DOCUMENT TEXT:
_ _ _ _ _ _ _

What do you mean by "not repetitive"? –  daotoad Dec 14 '09 at 8:04
    
he means that the same value should not recur in the generated list. –  Alnitak Dec 14 '09 at 8:09
4  
Do you want real random numbers, a random sequence, or just unique numbers spread over the range? There's a difference. :) –  brian d foy Dec 14 '09 at 9:31

5 Answers 5

use LWP::Simple "get";
use List::MoreUtils "uniq";
print for uniq map { s/\t//, "0x$_" } split /^/, LWP::Simple::get('http://www.random.org/integers/?num=220&min=0&max=65535&col=2&base=16&format=plain&rnd=date.2009-12-14');

Adjust the url (see the form on http://www.random.org/integers/?mode=advanced) to not always return the same list. There is a minuscule chance of not returning at least 100 results.

_ _ _ _ _ _ _

EXCERPTED DATA:
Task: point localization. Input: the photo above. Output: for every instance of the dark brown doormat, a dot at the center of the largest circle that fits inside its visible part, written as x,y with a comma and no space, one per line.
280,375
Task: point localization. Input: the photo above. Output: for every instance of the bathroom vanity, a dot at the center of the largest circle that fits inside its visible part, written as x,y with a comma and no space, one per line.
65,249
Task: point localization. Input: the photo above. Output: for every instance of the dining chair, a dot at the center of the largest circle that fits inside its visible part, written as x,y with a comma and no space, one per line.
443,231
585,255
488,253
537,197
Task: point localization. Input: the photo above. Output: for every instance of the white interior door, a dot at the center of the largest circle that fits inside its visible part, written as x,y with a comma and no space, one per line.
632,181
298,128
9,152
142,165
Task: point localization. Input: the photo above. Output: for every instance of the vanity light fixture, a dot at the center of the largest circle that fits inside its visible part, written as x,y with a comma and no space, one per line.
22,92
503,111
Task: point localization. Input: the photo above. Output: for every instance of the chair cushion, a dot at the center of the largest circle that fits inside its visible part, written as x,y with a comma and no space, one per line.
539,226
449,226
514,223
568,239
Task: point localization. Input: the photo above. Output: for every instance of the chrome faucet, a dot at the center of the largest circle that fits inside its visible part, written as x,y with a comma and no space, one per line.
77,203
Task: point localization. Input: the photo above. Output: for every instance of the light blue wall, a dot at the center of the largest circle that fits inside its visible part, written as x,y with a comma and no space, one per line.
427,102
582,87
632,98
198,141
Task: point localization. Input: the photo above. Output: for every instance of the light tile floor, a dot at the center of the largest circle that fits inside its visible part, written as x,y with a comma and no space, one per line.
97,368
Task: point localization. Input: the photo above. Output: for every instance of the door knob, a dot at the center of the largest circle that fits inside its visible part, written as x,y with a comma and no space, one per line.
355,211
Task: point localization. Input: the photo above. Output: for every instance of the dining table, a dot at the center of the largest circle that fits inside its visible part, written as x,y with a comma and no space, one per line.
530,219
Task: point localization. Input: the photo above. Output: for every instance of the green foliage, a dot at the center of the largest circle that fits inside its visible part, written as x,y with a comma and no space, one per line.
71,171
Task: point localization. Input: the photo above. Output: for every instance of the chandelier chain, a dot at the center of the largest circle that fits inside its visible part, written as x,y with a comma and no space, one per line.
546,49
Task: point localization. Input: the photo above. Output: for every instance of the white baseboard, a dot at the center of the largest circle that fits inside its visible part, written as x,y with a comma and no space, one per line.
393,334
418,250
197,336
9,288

_ _ _ _ _ _ _

EXERCISE DETAILS: In the thread about unique random numbers, do these statements agree with the text? Answer yes or no for each, and quote the words that decide it. (a) One reply explains "not repetitive" as meaning no value appears twice in the generated list. (b) The code asks random.org for 100 integers. (c) The answer promises the result will always contain at least 100 numbers.

EXERCISE ANSWER:
(a) Yes: "he means that the same value should not recur in the generated list."
(b) No: "num=220"
(c) No: "There is a minuscule chance of not returning at least 100 results."